— start of TEXT —

As the title states, I’m going into debt. That prompts the question, is all debt bad?

Is All Debt Bad?

In actuality, not all debt is bad.

There is non-productive debt, which is debt that does not lead to a gain or cash flow, but there is also productive debt.

Debt’s role in society actually makes sense. If there was no one lending money, it would be difficult to build wealth over time as a society. To buy a house, you would need all of the cash on hand.

While no debt would solve many issues that people have today, it would be restricting on our lifestyles.

That being said, debt can certainly get out of hand, and I’m mostly speaking in general about the concept of debt. (I’m not going to get into how government and central banks use debt and the money supply in this post. This post and video is amazing for that: How the Economic Machine Works by Ray Dalio)

What is Productive Debt?

Productive debt typically involves financing an endeavor which will lead to an increase in value or cash flow.

For example, financing for rental properties can be considered productive debt. A person puts 20-25% down on the house, and is able to own a house to rent out to others.

In this case, if the renters cover the mortgage and the maintenance and upkeep is relatively low, that person can build wealth very effectively.

Without debt, that person may not be able to buy the rental property and as a result, would have to continue to save their cash until being able to buy in full.

Another example where debt may not be all that bad is when an interest rate is below the risk free rate. Typically, investors and bankers will use the Treasury Curve as the risk free rate curve. Right now, the 10 year Treasury rate is between 2% and 3%.

— end of TEXT —
— start of INFORMATION SHOWN —

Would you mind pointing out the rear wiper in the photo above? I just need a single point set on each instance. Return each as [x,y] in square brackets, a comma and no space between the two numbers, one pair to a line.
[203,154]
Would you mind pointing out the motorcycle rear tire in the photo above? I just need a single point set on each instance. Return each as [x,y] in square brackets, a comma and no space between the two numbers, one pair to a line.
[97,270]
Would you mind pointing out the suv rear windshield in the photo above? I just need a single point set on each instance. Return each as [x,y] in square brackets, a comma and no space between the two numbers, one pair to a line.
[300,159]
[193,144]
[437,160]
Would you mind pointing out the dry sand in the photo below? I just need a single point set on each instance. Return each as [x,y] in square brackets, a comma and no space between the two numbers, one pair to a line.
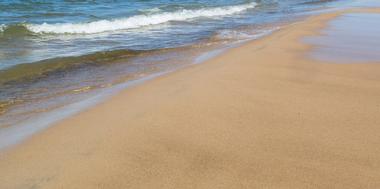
[258,116]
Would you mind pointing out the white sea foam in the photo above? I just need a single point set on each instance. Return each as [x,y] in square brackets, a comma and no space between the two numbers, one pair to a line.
[137,21]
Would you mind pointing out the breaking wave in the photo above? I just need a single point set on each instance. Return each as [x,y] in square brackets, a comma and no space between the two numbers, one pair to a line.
[136,21]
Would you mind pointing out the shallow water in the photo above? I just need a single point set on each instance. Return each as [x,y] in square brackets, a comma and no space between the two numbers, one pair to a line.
[350,38]
[55,56]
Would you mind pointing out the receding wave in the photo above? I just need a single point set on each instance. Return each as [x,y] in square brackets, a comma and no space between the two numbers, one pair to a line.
[137,21]
[40,69]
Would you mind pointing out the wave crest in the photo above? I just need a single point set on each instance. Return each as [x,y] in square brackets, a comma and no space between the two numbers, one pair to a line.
[136,21]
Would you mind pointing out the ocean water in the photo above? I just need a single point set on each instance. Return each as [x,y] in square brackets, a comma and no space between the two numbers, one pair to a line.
[54,53]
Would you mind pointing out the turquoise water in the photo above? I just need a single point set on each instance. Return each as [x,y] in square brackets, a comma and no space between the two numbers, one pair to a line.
[33,30]
[54,53]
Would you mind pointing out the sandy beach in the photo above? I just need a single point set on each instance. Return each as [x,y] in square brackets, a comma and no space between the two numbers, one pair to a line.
[262,115]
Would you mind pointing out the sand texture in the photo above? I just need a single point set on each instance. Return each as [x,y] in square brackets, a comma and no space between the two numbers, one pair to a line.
[263,115]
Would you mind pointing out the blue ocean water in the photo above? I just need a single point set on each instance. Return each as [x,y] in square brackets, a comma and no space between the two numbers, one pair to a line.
[58,52]
[33,30]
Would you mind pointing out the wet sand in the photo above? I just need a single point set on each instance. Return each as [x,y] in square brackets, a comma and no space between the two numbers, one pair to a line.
[263,115]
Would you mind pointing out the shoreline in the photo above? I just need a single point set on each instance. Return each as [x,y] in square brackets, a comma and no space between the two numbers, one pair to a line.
[259,115]
[11,136]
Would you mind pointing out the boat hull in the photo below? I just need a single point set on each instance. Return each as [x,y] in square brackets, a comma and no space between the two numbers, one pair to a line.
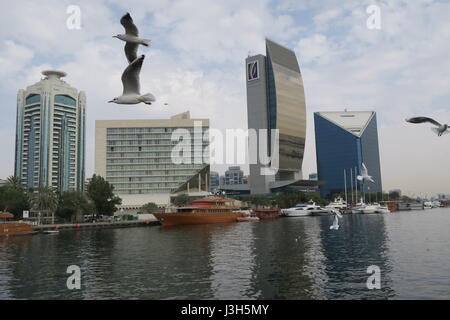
[15,229]
[173,219]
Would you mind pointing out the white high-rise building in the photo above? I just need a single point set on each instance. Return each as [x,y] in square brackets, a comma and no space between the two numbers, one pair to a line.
[50,134]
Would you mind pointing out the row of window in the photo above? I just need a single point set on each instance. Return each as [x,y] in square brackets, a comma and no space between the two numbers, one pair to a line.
[154,166]
[148,179]
[147,130]
[150,173]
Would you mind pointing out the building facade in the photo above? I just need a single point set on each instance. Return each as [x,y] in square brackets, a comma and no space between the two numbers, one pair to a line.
[50,134]
[136,157]
[344,141]
[276,100]
[214,181]
[234,175]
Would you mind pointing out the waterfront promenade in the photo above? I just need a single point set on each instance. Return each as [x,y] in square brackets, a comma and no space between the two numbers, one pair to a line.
[90,225]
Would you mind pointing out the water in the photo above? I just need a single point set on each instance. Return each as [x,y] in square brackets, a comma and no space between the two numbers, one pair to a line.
[289,258]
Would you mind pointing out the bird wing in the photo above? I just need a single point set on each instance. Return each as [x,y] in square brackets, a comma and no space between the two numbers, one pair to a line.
[130,77]
[364,170]
[131,51]
[422,120]
[128,24]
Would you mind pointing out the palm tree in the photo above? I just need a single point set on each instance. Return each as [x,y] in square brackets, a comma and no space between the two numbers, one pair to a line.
[46,200]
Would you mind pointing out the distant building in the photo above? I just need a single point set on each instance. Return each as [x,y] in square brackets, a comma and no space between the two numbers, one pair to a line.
[234,175]
[276,100]
[50,134]
[214,181]
[135,156]
[345,140]
[313,176]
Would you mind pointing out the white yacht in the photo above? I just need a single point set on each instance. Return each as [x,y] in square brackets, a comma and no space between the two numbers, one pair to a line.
[302,210]
[375,208]
[359,207]
[338,203]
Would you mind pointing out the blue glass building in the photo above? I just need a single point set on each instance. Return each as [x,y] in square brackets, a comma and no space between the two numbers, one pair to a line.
[50,135]
[345,140]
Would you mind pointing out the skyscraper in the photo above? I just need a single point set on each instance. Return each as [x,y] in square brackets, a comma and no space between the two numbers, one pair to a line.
[276,100]
[345,140]
[135,156]
[50,134]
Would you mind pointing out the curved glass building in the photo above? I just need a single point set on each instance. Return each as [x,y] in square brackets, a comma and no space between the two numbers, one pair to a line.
[276,100]
[50,134]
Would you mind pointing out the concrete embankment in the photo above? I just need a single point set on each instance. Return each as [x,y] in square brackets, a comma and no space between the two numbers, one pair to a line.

— end of INFORMATION SHOWN —

▸ **EXERCISES**:
1. Quote the passage from the debt text starting with "In actuality, not" and going on through "on our lifestyles.".
2. Pick out every line in the rows that contains the string "glass", and copy each such line in full.

▸ **SOLUTIONS BY TASK**:
1.
In actuality, not all debt is bad.

There is non-productive debt, which is debt that does not lead to a gain or cash flow, but there is also productive debt.

Debt’s role in society actually makes sense. If there was no one lending money, it would be difficult to build wealth over time as a society. To buy a house, you would need all of the cash on hand.

While no debt would solve many issues that people have today, it would be restricting on our lifestyles.

2.
Would you mind pointing out the blue glass building in the photo above? I just need a single point set on each instance. Return each as [x,y] in square brackets, a comma and no space between the two numbers, one pair to a line.
Would you mind pointing out the curved glass building in the photo above? I just need a single point set on each instance. Return each as [x,y] in square brackets, a comma and no space between the two numbers, one pair to a line.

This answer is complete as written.